*Exercise description:* Copy the items below from the line containing "Provide the polygon of every instance of the concrete" through the end, replacing "driveway" with "sidewalk" and changing nothing else. Leave the pictures out of the answer.

*Some records:*
──────
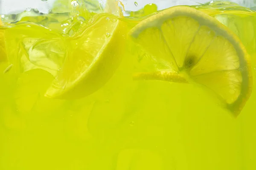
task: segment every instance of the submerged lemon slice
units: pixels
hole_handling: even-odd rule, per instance
[[[125,27],[123,22],[113,15],[95,16],[65,42],[69,48],[65,61],[45,96],[78,98],[104,85],[123,56]]]
[[[134,40],[169,70],[137,73],[137,79],[195,82],[213,91],[236,116],[250,96],[249,57],[239,39],[192,8],[169,8],[131,31]]]

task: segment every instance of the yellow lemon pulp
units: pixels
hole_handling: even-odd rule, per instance
[[[134,40],[169,68],[137,73],[136,79],[193,82],[214,91],[237,116],[250,96],[249,56],[227,28],[192,8],[175,6],[159,12],[131,31]]]
[[[87,24],[67,40],[70,48],[65,60],[46,96],[82,97],[97,91],[113,74],[124,51],[125,25],[106,14],[96,15]]]

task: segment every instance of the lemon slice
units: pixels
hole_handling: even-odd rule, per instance
[[[66,42],[65,60],[45,96],[72,99],[89,95],[104,85],[125,51],[125,24],[113,15],[95,16]]]
[[[136,79],[195,82],[214,91],[234,115],[240,113],[252,91],[252,71],[244,46],[228,28],[202,12],[180,6],[147,18],[131,35],[169,68],[137,73]]]

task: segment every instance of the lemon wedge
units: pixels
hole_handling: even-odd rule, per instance
[[[203,85],[234,115],[239,114],[251,93],[252,71],[244,47],[228,28],[203,12],[179,6],[145,19],[130,35],[169,68],[137,73],[136,79]]]
[[[95,15],[67,40],[62,67],[46,96],[73,99],[90,94],[113,74],[123,56],[125,24],[113,15]]]

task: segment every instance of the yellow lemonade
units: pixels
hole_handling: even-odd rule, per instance
[[[0,20],[0,170],[256,169],[253,9],[67,1]]]

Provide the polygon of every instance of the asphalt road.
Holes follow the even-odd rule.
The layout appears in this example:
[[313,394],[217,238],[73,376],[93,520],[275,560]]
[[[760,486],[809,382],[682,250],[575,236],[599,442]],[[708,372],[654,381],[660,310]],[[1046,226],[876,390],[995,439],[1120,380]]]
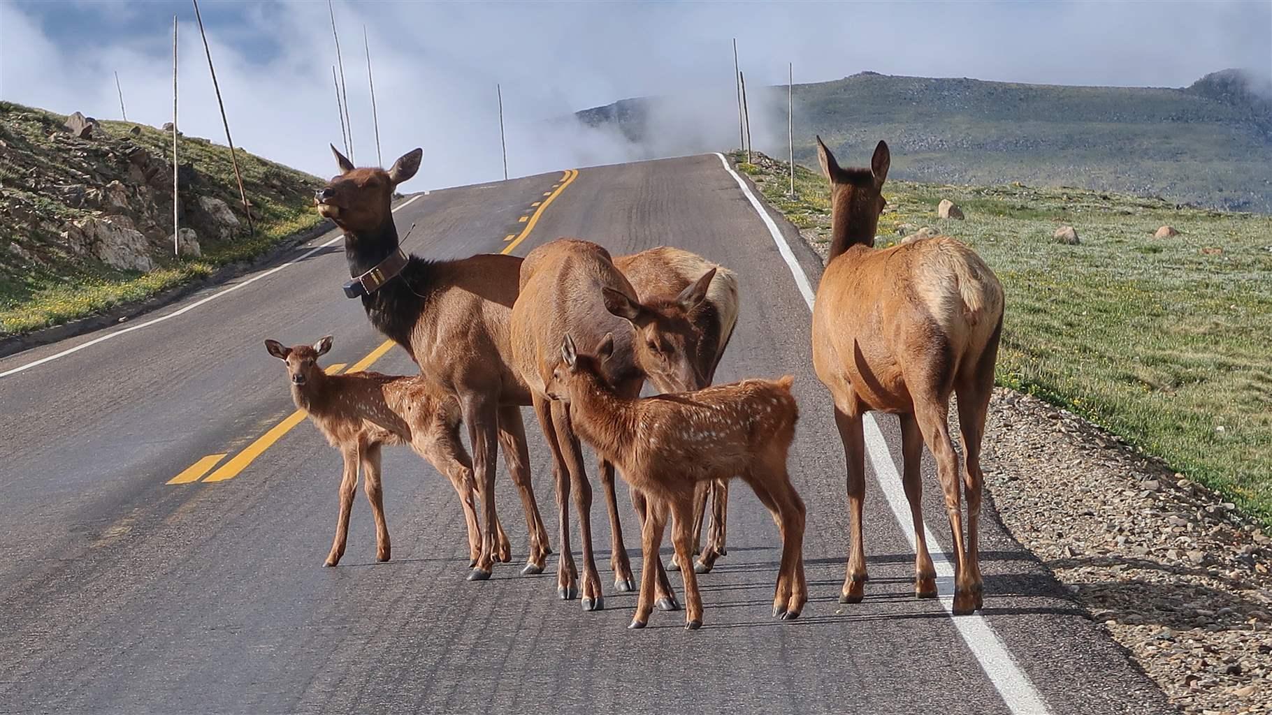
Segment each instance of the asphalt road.
[[[504,471],[500,513],[514,560],[490,582],[464,580],[454,493],[404,448],[384,457],[393,560],[374,561],[359,494],[345,559],[323,568],[340,456],[308,423],[263,451],[251,446],[294,411],[265,338],[333,334],[327,359],[349,364],[383,343],[341,293],[347,272],[336,243],[263,278],[244,276],[233,284],[251,283],[170,320],[0,377],[0,712],[1034,711],[1020,705],[1029,701],[1021,682],[1052,712],[1170,711],[1002,531],[992,503],[981,545],[986,608],[960,629],[940,602],[912,597],[913,554],[870,479],[871,580],[865,602],[841,606],[842,448],[813,375],[809,310],[768,229],[715,155],[583,169],[560,188],[565,178],[420,196],[397,212],[398,227],[417,222],[406,248],[425,257],[495,253],[556,192],[515,253],[580,236],[614,254],[678,245],[736,271],[742,312],[717,381],[792,373],[801,408],[790,467],[809,512],[812,599],[798,621],[770,616],[777,532],[740,483],[729,555],[702,579],[706,626],[696,632],[682,629],[682,613],[656,611],[649,629],[625,630],[635,594],[613,593],[609,578],[605,610],[585,613],[555,597],[551,563],[542,575],[518,575],[525,527]],[[794,249],[815,286],[818,260],[798,241]],[[104,333],[0,359],[0,373]],[[413,364],[393,348],[374,368]],[[525,420],[556,535],[548,452],[528,409]],[[899,467],[895,422],[879,422]],[[186,471],[228,455],[220,467],[244,448],[256,457],[232,479],[196,479],[206,462]],[[925,513],[948,545],[930,467]],[[169,484],[183,472],[192,480]],[[599,491],[593,509],[604,571]],[[976,634],[1002,649],[987,650]]]

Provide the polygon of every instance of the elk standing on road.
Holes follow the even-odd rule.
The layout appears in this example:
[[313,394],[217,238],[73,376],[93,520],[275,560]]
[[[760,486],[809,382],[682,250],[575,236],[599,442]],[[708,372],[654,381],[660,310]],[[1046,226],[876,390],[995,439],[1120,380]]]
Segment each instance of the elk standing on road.
[[[384,495],[380,486],[380,447],[410,444],[441,474],[459,494],[468,526],[469,558],[481,554],[481,528],[473,508],[472,462],[459,442],[459,405],[421,376],[391,376],[379,372],[327,375],[318,358],[331,349],[331,337],[313,345],[284,347],[266,340],[270,354],[287,364],[291,399],[305,410],[332,447],[345,457],[345,476],[340,484],[340,518],[336,540],[327,555],[328,566],[345,555],[349,513],[354,507],[357,467],[363,467],[366,500],[375,517],[375,555],[389,560],[389,528],[384,521]],[[487,527],[490,525],[487,523]],[[499,522],[495,528],[500,558],[511,558],[508,536]]]
[[[407,257],[398,246],[391,204],[393,190],[420,169],[424,152],[410,151],[385,171],[356,169],[335,146],[331,150],[341,173],[314,198],[318,212],[345,231],[345,257],[356,278],[346,292],[360,295],[371,324],[402,345],[430,382],[457,400],[468,427],[473,476],[487,525],[497,522],[495,458],[497,447],[504,447],[530,536],[522,573],[541,573],[551,549],[530,484],[519,408],[530,403],[530,395],[505,361],[522,259],[474,255],[434,262]],[[485,530],[471,580],[490,578],[496,546],[494,531]]]
[[[865,594],[861,540],[865,495],[862,415],[901,417],[903,484],[913,518],[917,554],[915,592],[936,597],[936,571],[923,538],[920,457],[923,443],[936,457],[945,511],[954,536],[954,613],[982,606],[978,558],[981,438],[993,389],[993,364],[1002,330],[1002,286],[976,253],[949,236],[875,250],[874,236],[885,201],[888,145],[879,142],[869,169],[841,169],[817,140],[822,170],[831,180],[831,257],[813,309],[813,364],[834,400],[843,439],[852,518],[847,575],[840,599]],[[959,464],[948,428],[950,394],[958,395],[963,433],[963,486],[968,531],[963,541]]]
[[[552,370],[560,363],[561,339],[567,331],[590,335],[599,340],[612,331],[618,335],[619,349],[607,366],[607,376],[622,395],[636,396],[646,377],[656,378],[673,390],[701,384],[702,376],[693,359],[698,353],[701,331],[687,319],[707,293],[715,269],[707,271],[684,290],[677,301],[645,305],[636,300],[635,290],[614,267],[609,253],[597,244],[575,239],[558,239],[532,250],[522,264],[520,293],[513,306],[511,343],[514,364],[530,387],[534,411],[552,450],[557,485],[557,511],[561,518],[561,561],[557,570],[557,592],[572,598],[576,569],[569,546],[569,497],[574,491],[583,541],[583,584],[577,594],[585,610],[603,605],[600,578],[591,550],[591,486],[583,465],[583,451],[575,437],[566,405],[548,399],[546,386]],[[647,344],[654,347],[649,348]],[[641,345],[636,348],[636,345]],[[613,469],[602,467],[602,479],[611,504],[611,527],[614,532],[614,555],[626,563],[622,526],[613,498]],[[644,497],[632,494],[637,514],[644,512]],[[619,556],[621,555],[621,556]],[[617,570],[616,560],[616,570]],[[670,583],[660,571],[660,603],[674,607]],[[628,571],[630,573],[630,571]],[[623,575],[619,573],[619,579]],[[618,584],[628,591],[630,583]]]
[[[658,304],[659,307],[673,311],[677,306],[683,310],[683,306],[687,305],[686,291],[701,276],[715,271],[715,278],[707,287],[706,298],[686,312],[686,317],[702,333],[697,354],[693,356],[701,381],[688,385],[686,389],[701,390],[711,385],[715,380],[715,371],[720,366],[720,358],[724,357],[724,351],[729,347],[733,328],[738,323],[738,278],[733,271],[687,250],[670,246],[658,246],[631,255],[621,255],[614,259],[614,267],[631,281],[639,301]],[[659,347],[644,342],[644,344],[637,343],[636,349],[661,354]],[[651,375],[650,381],[661,392],[677,391],[675,386],[667,384],[656,375]],[[612,476],[603,481],[612,489]],[[693,518],[693,552],[698,552],[701,544],[709,495],[711,499],[711,530],[707,535],[706,550],[695,564],[698,573],[710,571],[716,559],[728,552],[725,550],[725,528],[729,513],[729,483],[726,480],[712,481],[700,488]],[[667,568],[677,569],[679,564],[673,558]]]
[[[688,564],[695,493],[701,483],[742,478],[773,514],[782,537],[782,560],[773,615],[795,618],[808,602],[804,579],[804,502],[791,485],[786,457],[799,410],[791,376],[744,380],[693,392],[632,399],[609,385],[614,337],[605,335],[595,356],[580,354],[566,334],[561,359],[547,390],[566,400],[577,433],[622,471],[647,500],[641,533],[640,599],[628,627],[645,627],[654,608],[658,550],[672,517],[672,542]],[[684,626],[702,625],[702,597],[695,569],[684,574]]]

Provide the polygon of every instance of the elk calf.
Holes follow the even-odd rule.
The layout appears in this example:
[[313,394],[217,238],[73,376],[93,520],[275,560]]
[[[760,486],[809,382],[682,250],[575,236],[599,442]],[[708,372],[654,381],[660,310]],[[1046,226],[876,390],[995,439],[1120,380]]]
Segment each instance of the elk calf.
[[[472,462],[459,442],[458,403],[420,376],[379,372],[327,375],[318,367],[318,358],[331,349],[331,335],[313,345],[286,348],[277,340],[266,340],[265,347],[271,356],[286,362],[296,408],[309,414],[309,420],[345,457],[340,518],[326,565],[335,566],[345,554],[359,465],[375,517],[375,556],[380,561],[389,560],[389,530],[384,522],[380,489],[380,447],[384,444],[410,444],[450,479],[468,525],[469,565],[476,563],[481,555],[482,533],[473,504],[476,484]],[[508,536],[497,519],[495,531],[499,558],[508,561],[511,558]]]
[[[645,627],[654,608],[658,550],[672,517],[672,541],[681,564],[691,559],[695,493],[701,483],[740,476],[773,514],[782,537],[773,615],[795,618],[808,602],[804,579],[804,502],[786,472],[799,410],[791,376],[743,380],[693,392],[625,398],[609,386],[605,362],[614,353],[605,335],[595,356],[579,354],[567,334],[561,363],[547,385],[550,396],[569,401],[579,436],[645,495],[640,599],[628,627]],[[702,625],[702,597],[693,569],[684,574],[684,627]]]

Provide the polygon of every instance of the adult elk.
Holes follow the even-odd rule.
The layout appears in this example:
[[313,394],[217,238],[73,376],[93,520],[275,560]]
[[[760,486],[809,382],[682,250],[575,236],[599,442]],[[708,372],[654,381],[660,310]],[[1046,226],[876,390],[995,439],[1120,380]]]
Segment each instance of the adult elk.
[[[831,258],[813,309],[813,364],[834,399],[834,422],[847,457],[852,544],[840,601],[865,596],[861,536],[865,494],[862,415],[901,417],[903,484],[915,526],[915,593],[936,597],[936,571],[923,540],[920,457],[936,457],[945,511],[954,536],[954,613],[982,607],[978,556],[981,438],[993,389],[1002,330],[1002,286],[969,248],[948,236],[875,250],[890,155],[883,141],[869,169],[841,169],[817,140],[822,171],[831,180]],[[948,428],[950,392],[958,395],[963,433],[968,531],[963,540],[959,464]]]
[[[715,274],[715,268],[709,269],[674,301],[641,304],[609,253],[589,241],[551,241],[532,250],[522,264],[520,295],[511,316],[513,364],[530,389],[534,411],[552,450],[561,518],[557,591],[562,598],[574,596],[576,583],[569,533],[569,498],[574,493],[583,541],[584,573],[579,594],[585,610],[599,608],[603,603],[591,549],[591,486],[569,408],[550,400],[546,392],[552,371],[561,359],[561,339],[570,331],[595,340],[605,333],[614,333],[619,345],[614,359],[607,363],[607,378],[622,395],[640,394],[646,377],[673,391],[700,385],[703,377],[693,357],[698,353],[701,331],[688,320],[688,314],[706,300]],[[602,479],[611,505],[614,555],[622,555],[626,561],[611,466],[602,466]],[[632,499],[637,513],[642,513],[644,497],[633,491]],[[674,602],[670,584],[661,568],[658,571],[665,598],[660,601],[664,607],[670,607]],[[628,589],[631,584],[622,587]]]
[[[724,351],[729,347],[729,339],[733,337],[733,328],[738,323],[738,278],[733,271],[687,250],[670,246],[658,246],[631,255],[621,255],[614,259],[614,267],[631,281],[632,287],[636,288],[637,300],[645,304],[658,304],[664,310],[674,310],[674,305],[681,301],[686,290],[707,271],[716,271],[715,278],[707,288],[706,300],[687,314],[688,320],[697,325],[702,333],[697,353],[692,356],[701,381],[691,385],[689,389],[700,390],[710,385],[715,380],[716,367],[720,366],[720,358],[724,357]],[[656,352],[658,347],[645,343],[636,345],[636,348]],[[675,391],[674,386],[658,376],[651,376],[650,381],[661,392]],[[605,464],[608,462],[603,461],[603,465]],[[603,481],[612,488],[612,478]],[[716,480],[702,486],[695,507],[693,552],[698,552],[710,495],[711,531],[707,535],[706,550],[702,551],[695,565],[698,573],[707,573],[715,565],[716,559],[728,552],[725,550],[725,531],[729,513],[729,481]],[[611,498],[609,494],[607,498]],[[678,559],[673,558],[667,568],[679,568]]]
[[420,372],[459,404],[473,451],[481,498],[482,547],[469,574],[487,579],[497,554],[495,458],[497,444],[522,497],[530,554],[522,573],[541,573],[547,530],[530,485],[529,453],[520,405],[529,404],[525,385],[508,364],[508,321],[516,300],[522,260],[510,255],[474,255],[460,260],[407,257],[398,246],[391,203],[393,189],[420,168],[422,151],[399,157],[385,171],[357,169],[331,147],[340,175],[315,194],[318,212],[345,231],[345,258],[375,328],[402,345]]
[[[329,335],[313,345],[287,348],[277,340],[266,340],[265,347],[271,356],[286,363],[291,400],[296,408],[308,413],[309,422],[345,458],[336,538],[326,565],[335,566],[345,555],[359,466],[363,470],[366,500],[370,502],[375,518],[375,558],[380,561],[389,560],[389,527],[384,521],[384,493],[380,486],[380,447],[384,444],[410,444],[450,480],[459,494],[468,527],[468,555],[476,563],[481,552],[481,530],[473,508],[472,462],[459,441],[459,405],[455,400],[420,375],[327,375],[318,367],[318,358],[331,349]],[[497,521],[495,532],[500,558],[508,560],[508,535]]]
[[[804,579],[804,503],[791,485],[786,457],[795,437],[799,409],[791,376],[743,380],[705,390],[646,399],[625,396],[611,386],[611,366],[622,361],[614,337],[605,335],[594,356],[577,352],[570,334],[547,391],[566,400],[570,418],[607,460],[622,470],[631,488],[647,499],[642,522],[640,601],[628,627],[641,629],[654,607],[654,582],[663,526],[672,517],[672,541],[682,564],[691,559],[693,502],[697,486],[711,480],[742,478],[768,508],[782,537],[773,615],[799,616],[808,602]],[[684,573],[684,627],[702,625],[702,597],[695,569]]]

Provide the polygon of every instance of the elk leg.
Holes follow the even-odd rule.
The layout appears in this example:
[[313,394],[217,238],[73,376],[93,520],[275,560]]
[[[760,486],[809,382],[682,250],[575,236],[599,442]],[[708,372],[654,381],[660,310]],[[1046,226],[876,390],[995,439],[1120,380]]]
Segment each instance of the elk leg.
[[923,457],[923,434],[912,414],[901,415],[902,485],[909,502],[909,518],[915,526],[915,596],[936,598],[936,569],[927,551],[927,530],[923,528],[923,481],[920,465]]
[[485,395],[467,395],[462,404],[464,424],[468,425],[468,439],[473,448],[473,479],[481,499],[482,521],[486,528],[481,532],[481,552],[477,565],[468,574],[468,580],[486,580],[495,565],[496,538],[499,530],[492,525],[499,519],[495,513],[495,458],[499,451],[499,415],[495,404]]
[[848,491],[848,568],[840,592],[840,603],[860,603],[865,598],[866,549],[862,538],[861,509],[866,495],[866,443],[861,431],[861,415],[848,414],[834,408],[834,424],[840,428],[843,441],[843,455],[847,462]]
[[349,513],[354,509],[354,489],[357,486],[359,450],[356,446],[340,451],[345,458],[345,472],[340,480],[340,516],[336,517],[336,540],[327,554],[326,566],[335,566],[345,555],[345,541],[349,538]]
[[505,405],[499,409],[499,443],[504,448],[508,474],[511,475],[513,484],[522,497],[525,531],[530,535],[530,555],[525,559],[522,575],[541,574],[552,549],[548,546],[548,530],[543,526],[539,504],[534,498],[534,484],[530,481],[530,453],[525,446],[522,408]]
[[375,518],[375,560],[388,561],[389,525],[384,521],[384,488],[380,485],[380,446],[368,444],[363,450],[363,490],[371,503],[371,516]]
[[600,471],[600,484],[605,488],[605,505],[609,507],[612,549],[609,566],[614,571],[614,591],[627,593],[628,591],[636,591],[636,579],[632,577],[632,564],[627,558],[627,546],[623,544],[623,527],[618,519],[618,495],[614,494],[614,465],[600,460],[597,467]]
[[543,441],[552,451],[552,478],[556,483],[557,518],[561,525],[561,558],[557,559],[557,596],[562,601],[579,597],[579,570],[574,565],[574,551],[570,549],[570,472],[566,471],[565,457],[557,442],[556,425],[552,420],[552,403],[547,398],[533,398],[534,414],[543,428]]
[[591,484],[588,483],[588,471],[583,466],[583,446],[570,423],[570,406],[567,404],[552,403],[552,422],[557,432],[557,444],[561,447],[561,453],[565,456],[570,471],[570,489],[574,491],[575,511],[579,512],[580,558],[583,559],[580,602],[584,611],[600,611],[604,608],[604,597],[600,592],[597,560],[591,551]]
[[[907,384],[911,382],[908,378]],[[976,608],[972,592],[972,574],[967,568],[967,550],[963,541],[963,513],[959,503],[958,455],[949,433],[949,404],[935,395],[915,395],[915,419],[923,434],[923,442],[936,457],[936,475],[945,493],[945,512],[954,537],[954,608],[955,616],[971,613]]]
[[985,485],[985,475],[981,472],[981,439],[985,437],[985,415],[990,409],[992,385],[991,375],[983,386],[973,385],[958,392],[958,423],[963,433],[963,493],[967,495],[967,570],[977,610],[985,605],[979,554],[981,491]]
[[[635,491],[633,491],[635,494]],[[642,508],[645,497],[641,495]],[[658,550],[663,545],[663,526],[667,521],[667,509],[661,504],[649,503],[641,518],[641,570],[640,570],[640,597],[636,599],[636,613],[628,629],[642,629],[649,622],[650,613],[654,612],[654,592],[658,582]],[[664,608],[665,610],[665,608]]]
[[[636,519],[640,522],[641,531],[644,532],[645,519],[646,519],[645,514],[654,508],[655,503],[651,499],[649,499],[644,491],[639,489],[632,489],[631,493],[632,493],[632,507],[636,508]],[[667,514],[663,516],[665,519]],[[661,540],[661,536],[659,536],[659,538]],[[661,544],[661,541],[659,542]],[[644,574],[641,574],[642,582],[644,578],[645,578]],[[654,578],[656,579],[655,584],[658,588],[658,596],[655,601],[658,610],[675,611],[677,608],[679,608],[681,605],[677,603],[675,601],[675,589],[672,588],[672,579],[668,578],[667,569],[663,568],[663,556],[660,554],[654,554]]]
[[[681,563],[688,564],[693,559],[693,494],[679,494],[670,502],[672,507],[672,542],[675,545],[675,555]],[[702,627],[702,594],[698,593],[698,574],[693,569],[681,569],[684,578],[684,627],[697,630]]]

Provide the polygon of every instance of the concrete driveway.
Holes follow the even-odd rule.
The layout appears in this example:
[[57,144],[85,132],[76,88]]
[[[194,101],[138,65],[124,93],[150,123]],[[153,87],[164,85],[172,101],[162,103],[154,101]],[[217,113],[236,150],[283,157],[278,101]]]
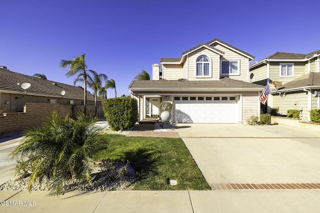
──────
*The solution:*
Provide the polygon of every instance of the concrete sidewalk.
Holes follow the even-odd rule.
The layout appears in this example:
[[57,144],[85,132],[76,88]]
[[[194,101],[138,65],[124,93],[150,123]],[[153,87],[164,85],[172,101],[162,103],[154,101]],[[217,113],[236,150],[283,157],[278,101]]]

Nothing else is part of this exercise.